Exercise brief —
A complete and exact copy of the data below is required.

>>>

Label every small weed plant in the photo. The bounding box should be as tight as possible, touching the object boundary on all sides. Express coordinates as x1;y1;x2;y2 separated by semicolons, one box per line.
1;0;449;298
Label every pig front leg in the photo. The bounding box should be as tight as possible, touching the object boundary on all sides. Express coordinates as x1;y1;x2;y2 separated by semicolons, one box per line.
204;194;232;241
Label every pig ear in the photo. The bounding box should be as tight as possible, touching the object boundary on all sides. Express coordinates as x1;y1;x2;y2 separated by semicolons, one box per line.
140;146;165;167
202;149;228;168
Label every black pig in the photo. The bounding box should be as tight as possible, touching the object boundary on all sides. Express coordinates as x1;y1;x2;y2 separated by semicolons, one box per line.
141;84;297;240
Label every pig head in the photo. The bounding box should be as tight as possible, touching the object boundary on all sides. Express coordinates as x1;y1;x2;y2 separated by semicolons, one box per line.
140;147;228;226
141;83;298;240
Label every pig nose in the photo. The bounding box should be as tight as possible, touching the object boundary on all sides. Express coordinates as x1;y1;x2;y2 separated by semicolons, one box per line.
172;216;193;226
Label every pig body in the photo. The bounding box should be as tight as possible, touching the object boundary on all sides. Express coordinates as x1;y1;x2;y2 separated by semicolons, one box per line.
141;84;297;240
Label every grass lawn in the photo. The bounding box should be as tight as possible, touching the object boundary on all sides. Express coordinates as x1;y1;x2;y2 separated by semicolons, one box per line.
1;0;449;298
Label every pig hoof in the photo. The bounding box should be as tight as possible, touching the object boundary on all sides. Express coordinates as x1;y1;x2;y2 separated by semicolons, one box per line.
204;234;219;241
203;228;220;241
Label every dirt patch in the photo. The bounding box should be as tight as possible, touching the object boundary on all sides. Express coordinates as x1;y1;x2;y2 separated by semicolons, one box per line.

<<<

Result —
Label every small weed plant in the photo. The bounding box should be as tight as possible, touching the object boundary on all sides. Express coordinates as x1;y1;x2;y2 separated by semicolons, one box per line.
1;0;449;298
Label every pig front leg in the photo. The bounding box should be as tight as possible, touching the object boundary on all sides. Express coordinates as x1;y1;x2;y2 separated by semicolons, one box per line.
204;194;232;241
Label every pig ear in the photo. The bounding box should be as tight as possible, touching the object boundary on all sides. Express coordinates as x1;y1;x2;y2 separated by semicolons, one box per line.
140;146;165;167
202;149;228;168
Label every black pig in the photo. The bounding box should be as tight as possible, touching the object boundary on all sides. Express coordinates as x1;y1;x2;y2 separated by semicolons, one box per line.
141;84;297;240
Label every pig head in the photo. The bounding box should be as tight as possible, touching the object boundary on all sides. Express coordinates as x1;y1;x2;y2 separated by semicolons, one box per line.
140;147;228;226
141;83;298;240
Label every pig nose in the photo. The bounding box should be as tight as possible, touching the object boundary on all sides. Express coordinates as x1;y1;x2;y2 separated by semicolons, one box per line.
172;216;193;226
Label every pig body in the photo. The bounding box should be as tight as possible, touching the object boundary on all sides. Express coordinates as x1;y1;x2;y2 separated by semicolons, one box per line.
141;84;297;240
Label every grass lawn in the photo. The bounding box should be as tight as possible, touching the object boundary on all sides. Express coordinates as x1;y1;x2;y2 separated by semicolons, one box per line.
1;0;449;298
Label every pig hoof in the photo. The bounding box should be as tight as possible, touching the object boundary on all sides. Express coordinates as x1;y1;x2;y2 separated by semicolons, one box per line.
204;234;219;241
203;228;220;241
Label every dirt patch in the photo. The bounding box should be as tight as possible, touching the object boundary on all sides. Express coordinates as x1;y1;x2;y2 separated by semicolons, one box per line.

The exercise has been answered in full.